» **PROBLEM REQUIREMENTS**
Which of the lines below contain the string "glass"? Copy each one.

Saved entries
------------------------------------------------------------------------

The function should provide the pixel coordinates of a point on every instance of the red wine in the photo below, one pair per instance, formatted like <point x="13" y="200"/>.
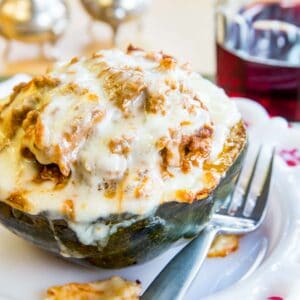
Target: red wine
<point x="266" y="67"/>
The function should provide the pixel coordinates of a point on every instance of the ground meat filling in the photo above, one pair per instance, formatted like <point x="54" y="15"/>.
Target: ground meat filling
<point x="185" y="151"/>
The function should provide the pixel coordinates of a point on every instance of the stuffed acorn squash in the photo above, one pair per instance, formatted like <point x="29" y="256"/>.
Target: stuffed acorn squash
<point x="110" y="159"/>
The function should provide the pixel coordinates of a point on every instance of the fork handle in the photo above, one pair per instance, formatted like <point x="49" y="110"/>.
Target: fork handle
<point x="173" y="281"/>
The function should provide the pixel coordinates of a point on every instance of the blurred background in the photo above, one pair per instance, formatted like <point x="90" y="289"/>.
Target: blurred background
<point x="181" y="27"/>
<point x="251" y="48"/>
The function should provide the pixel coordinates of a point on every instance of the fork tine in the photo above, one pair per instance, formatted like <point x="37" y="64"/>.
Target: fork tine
<point x="260" y="206"/>
<point x="242" y="206"/>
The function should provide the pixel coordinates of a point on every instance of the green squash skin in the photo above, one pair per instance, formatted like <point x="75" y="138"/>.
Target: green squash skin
<point x="143" y="240"/>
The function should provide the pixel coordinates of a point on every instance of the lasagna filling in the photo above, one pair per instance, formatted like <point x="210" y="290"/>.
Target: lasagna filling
<point x="115" y="133"/>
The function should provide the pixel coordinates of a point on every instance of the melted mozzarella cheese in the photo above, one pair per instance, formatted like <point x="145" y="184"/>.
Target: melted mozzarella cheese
<point x="112" y="162"/>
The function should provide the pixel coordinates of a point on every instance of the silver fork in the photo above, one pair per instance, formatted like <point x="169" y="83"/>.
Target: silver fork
<point x="174" y="280"/>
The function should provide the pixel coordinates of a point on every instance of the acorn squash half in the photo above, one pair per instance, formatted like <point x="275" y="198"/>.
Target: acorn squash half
<point x="147" y="236"/>
<point x="108" y="160"/>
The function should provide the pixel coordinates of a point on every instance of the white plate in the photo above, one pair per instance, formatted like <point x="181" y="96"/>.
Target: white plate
<point x="266" y="264"/>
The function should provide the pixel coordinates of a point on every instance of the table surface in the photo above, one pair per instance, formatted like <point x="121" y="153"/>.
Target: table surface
<point x="181" y="28"/>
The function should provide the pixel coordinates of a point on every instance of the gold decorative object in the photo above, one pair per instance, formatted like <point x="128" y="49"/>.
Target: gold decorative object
<point x="32" y="21"/>
<point x="115" y="12"/>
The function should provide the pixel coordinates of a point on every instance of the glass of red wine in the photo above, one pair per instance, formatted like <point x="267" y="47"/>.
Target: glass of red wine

------------------------------------------------------------------------

» **SOLUTION BELOW**
The function should provide the pixel coordinates of a point on every instance of the glass of red wine in the photo above, one pair per instance, formatted like <point x="267" y="47"/>.
Target: glass of red wine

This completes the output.